**CONSIGNE 1**
D'après l'extrait du texte sur la position de l'Inde face à la guerre en Ukraine, pourquoi son refus de se joindre aux condamnations de la Russie ne semble-t-il pas lui nuire ? Répondez en une à trois phrases.

**EXTRAIT DU TEXTE**

Jusqu’à présent, l’Inde a résisté aux pressions européennes et américaines à ce sujet et n’a repris aucune des sanctions à l’encontre de Moscou. Un appel au pacifisme et à la négociation, mais aucune condamnation ferme de l’invasion de l’Ukraine par la Russie [1]https://www.rts.ch/info/monde/13694673-avec-la-guerre-en-ukraine-linde-reaffirme-son-droit-a-preserver-ses-interets.html . Qu’en est-il de ce positionnement de New Delhi au cœur d’une rivalité mondiale de plus en plus polarisée ?

Une stratégie économique qui marche

Le refus de l’Inde de se joindre aux condamnations internationales de la Russie ne semble pas lui porter préjudice, au contraire. « Depuis le début de l’invasion russe, le pays est courtisé par les États-Unis, la Chine, la Russie et l’Europe, tous désireux d’influencer son positionnement. Cette situation témoigne du rôle stratégique croissant joué par l’Inde. À un moment où le centre de gravité économique, politique et militaire se déplace vers l’Asie, le pays pourrait s’établir comme une puissance pivot susceptible de déterminer l’équilibre des pouvoirs au niveau mondial. Le soutien de New Delhi pourrait, de fait, donner aux États-Unis un avantage dans leur course contre la Chine. Les allégeances de l’Inde varient selon les enjeux. Au lieu de suivre les États-Unis, elle s’inscrit dans la vision d’un monde multipolaire. Sa politique étrangère d’« autonomie stratégique», telle que New Delhi la définit, consiste à cultiver des relations avec des acteurs dignes d’intérêt à ses yeux, sans tenir compte des lignes de polarisation géopolitique ». [2]Politique de sécurité : analyses du CSS-N°305, Juin 2022 : Guerre en Ukraine : l’exercice d’équilibriste de l’Inde.- Boas Lieberherr

Le professeur à l’École d’études internationales de l’université Jawaharlal Nehru de Delhi, Swaran Singh, qualifie la position de l’Inde de « neutralité proactive ». Même si elle ne se positionne pas clairement face au conflit, elle agit quand même sur plusieurs fronts pour défendre ses propres intérêts. Le Brésil et l’Afrique du Sud aussi ont opté pour une telle position.

**CONSIGNE 2**
Mettez à jour toutes les lignes des données de l'exercice en remplaçant «thickest part» par «widest part», sans rien modifier d'autre. Laissez les images de côté dans votre réponse.

**DONNÉES DE L'EXERCICE**
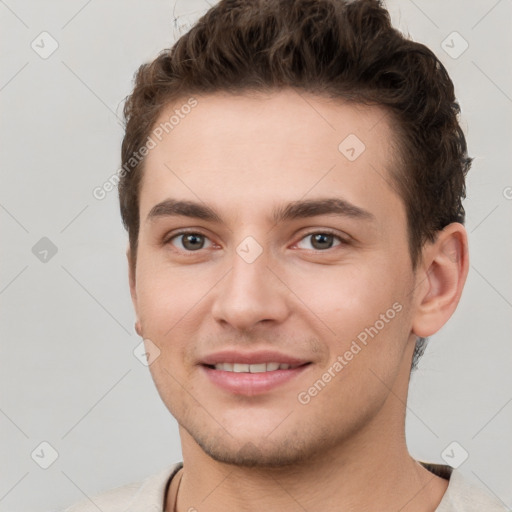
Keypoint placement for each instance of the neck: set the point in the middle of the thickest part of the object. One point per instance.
(371, 466)
(349, 478)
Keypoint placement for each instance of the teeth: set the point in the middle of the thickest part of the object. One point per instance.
(252, 368)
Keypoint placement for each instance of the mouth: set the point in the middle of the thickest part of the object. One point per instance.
(253, 368)
(251, 374)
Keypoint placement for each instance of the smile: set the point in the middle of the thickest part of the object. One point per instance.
(253, 368)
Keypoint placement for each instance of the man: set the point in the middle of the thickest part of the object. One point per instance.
(291, 185)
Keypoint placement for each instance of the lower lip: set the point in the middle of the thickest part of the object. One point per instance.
(251, 383)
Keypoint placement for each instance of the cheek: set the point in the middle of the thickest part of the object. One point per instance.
(348, 298)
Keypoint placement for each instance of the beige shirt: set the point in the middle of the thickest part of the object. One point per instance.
(150, 494)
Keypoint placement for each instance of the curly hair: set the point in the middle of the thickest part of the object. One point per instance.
(333, 48)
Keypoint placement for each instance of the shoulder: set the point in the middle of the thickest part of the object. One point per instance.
(150, 492)
(463, 496)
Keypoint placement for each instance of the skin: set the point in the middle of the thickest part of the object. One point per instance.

**RÉPONSE ATTENDUE 1**
Depuis le début de l'invasion russe, l'Inde est courtisée par les États-Unis, la Chine, la Russie et l'Europe, qui veulent tous influencer son positionnement. Cette situation témoigne du rôle stratégique croissant du pays, qui pourrait devenir une puissance pivot à un moment où le centre de gravité mondial se déplace vers l'Asie.

**RÉPONSE ATTENDUE 2**
Keypoint placement for each instance of the neck: set the point in the middle of the widest part of the object. One point per instance.
(371, 466)
(349, 478)
Keypoint placement for each instance of the teeth: set the point in the middle of the widest part of the object. One point per instance.
(252, 368)
Keypoint placement for each instance of the mouth: set the point in the middle of the widest part of the object. One point per instance.
(253, 368)
(251, 374)
Keypoint placement for each instance of the smile: set the point in the middle of the widest part of the object. One point per instance.
(253, 368)
Keypoint placement for each instance of the man: set the point in the middle of the widest part of the object. One point per instance.
(291, 185)
Keypoint placement for each instance of the lower lip: set the point in the middle of the widest part of the object. One point per instance.
(251, 383)
Keypoint placement for each instance of the cheek: set the point in the middle of the widest part of the object. One point per instance.
(348, 298)
Keypoint placement for each instance of the beige shirt: set the point in the middle of the widest part of the object. One point per instance.
(150, 494)
Keypoint placement for each instance of the curly hair: set the point in the middle of the widest part of the object. One point per instance.
(333, 48)
Keypoint placement for each instance of the shoulder: set the point in the middle of the widest part of the object. One point per instance.
(150, 492)
(463, 496)
Keypoint placement for each instance of the skin: set the point in the middle of the widest part of the object. One point per instance.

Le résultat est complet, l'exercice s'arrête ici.